Mais c’est trop entretenir mes lecteurs d’une bagatelle qui ne mérite, ni les honneurs ni les frais d’une dissertation. Parlons plutôt de la Maison de Molière, qui m’a, comme je l’ai dit, donné l’idée de ma comédie, et qui, à tous égards, lui est si supérieure. Quelques dames de l’extrêmement bonne compagnie m’ont assuré que cette Pièce les avait ennuyées à périr; que c’était un Ouvrage qui n’avait pas le sens commun, et qu’elles donneraient leurs loges à leurs femmes chaque fois qu’on la jouerait. Quelques Messieurs d’un très bon ton ont été de l’avis de ces dames ; et moi, j’ai toujours été et je serai toujours de l’avis du public qui, dans les trois premiers actes, a vivement partagé les alarmes que cause à un grand homme la défense inattendue de mettre au théâtre son chef-d’œuvre ; de ce public qui s’est plu à voir ce grand homme dans l’intérieur de son domestique, et, pour ainsi dire en déshabillé ; qui a tressailli, qui a pleuré de joie avec ce grand homme, lorsque la Thorilliere vient lui annoncer que Louis XIV a levé les obstacles qui suspendaient la représentation de l’Imposteur. Et quel spectacle est plus touchant et plus noble, en effet, que de voir le génie aux prises avec ce qu’il y a de plus redoutable sur la terre; un despote qui veut être obéi et l’envie qui le persécute ? Croit-on que l’intrigue de nos jolies petites comédies, telles que la Feinte par amour, la Surprise de l’amour, Amour pour Amour, et tant d’autres, soient d’une plus grande importance ? Croit-on que la Coquette corrigée, la Coquette fixée et toutes les Coquettes du monde doivent plus exciter l’admiration et remuer plus fortement le cour que le tableau vrai et naturel d’un caractère vertueux, et que le sort d’un sublime drame, fait pour éclairer et corriger les humains, n’intéresse pas davantage que le mariage d’un fat avec une petite maîtresse, le récit d’une anecdote de ruelle ou le dénouement d’un imbroglio tissu par des valets ?

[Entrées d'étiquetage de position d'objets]

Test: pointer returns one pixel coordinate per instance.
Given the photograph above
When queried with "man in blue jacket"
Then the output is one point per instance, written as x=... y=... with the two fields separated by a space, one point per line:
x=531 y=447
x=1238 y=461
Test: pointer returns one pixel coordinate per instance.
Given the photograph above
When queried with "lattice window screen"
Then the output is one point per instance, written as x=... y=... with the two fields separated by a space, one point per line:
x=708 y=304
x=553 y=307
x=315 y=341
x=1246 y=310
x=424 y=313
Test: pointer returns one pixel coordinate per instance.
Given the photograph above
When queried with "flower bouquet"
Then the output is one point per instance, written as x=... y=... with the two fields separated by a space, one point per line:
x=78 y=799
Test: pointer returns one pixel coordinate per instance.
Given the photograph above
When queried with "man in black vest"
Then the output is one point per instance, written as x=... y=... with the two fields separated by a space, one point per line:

CONSIGNE: Extrayez en entier le texte sur la Maison de Molière, mot pour mot et sans aucune modification. Les lignes forment un matériau à part, sans lien avec le texte.

RÉSULTAT ATTENDU:
Mais c’est trop entretenir mes lecteurs d’une bagatelle qui ne mérite, ni les honneurs ni les frais d’une dissertation. Parlons plutôt de la Maison de Molière, qui m’a, comme je l’ai dit, donné l’idée de ma comédie, et qui, à tous égards, lui est si supérieure. Quelques dames de l’extrêmement bonne compagnie m’ont assuré que cette Pièce les avait ennuyées à périr; que c’était un Ouvrage qui n’avait pas le sens commun, et qu’elles donneraient leurs loges à leurs femmes chaque fois qu’on la jouerait. Quelques Messieurs d’un très bon ton ont été de l’avis de ces dames ; et moi, j’ai toujours été et je serai toujours de l’avis du public qui, dans les trois premiers actes, a vivement partagé les alarmes que cause à un grand homme la défense inattendue de mettre au théâtre son chef-d’œuvre ; de ce public qui s’est plu à voir ce grand homme dans l’intérieur de son domestique, et, pour ainsi dire en déshabillé ; qui a tressailli, qui a pleuré de joie avec ce grand homme, lorsque la Thorilliere vient lui annoncer que Louis XIV a levé les obstacles qui suspendaient la représentation de l’Imposteur. Et quel spectacle est plus touchant et plus noble, en effet, que de voir le génie aux prises avec ce qu’il y a de plus redoutable sur la terre; un despote qui veut être obéi et l’envie qui le persécute ? Croit-on que l’intrigue de nos jolies petites comédies, telles que la Feinte par amour, la Surprise de l’amour, Amour pour Amour, et tant d’autres, soient d’une plus grande importance ? Croit-on que la Coquette corrigée, la Coquette fixée et toutes les Coquettes du monde doivent plus exciter l’admiration et remuer plus fortement le cour que le tableau vrai et naturel d’un caractère vertueux, et que le sort d’un sublime drame, fait pour éclairer et corriger les humains, n’intéresse pas davantage que le mariage d’un fat avec une petite maîtresse, le récit d’une anecdote de ruelle ou le dénouement d’un imbroglio tissu par des valets ?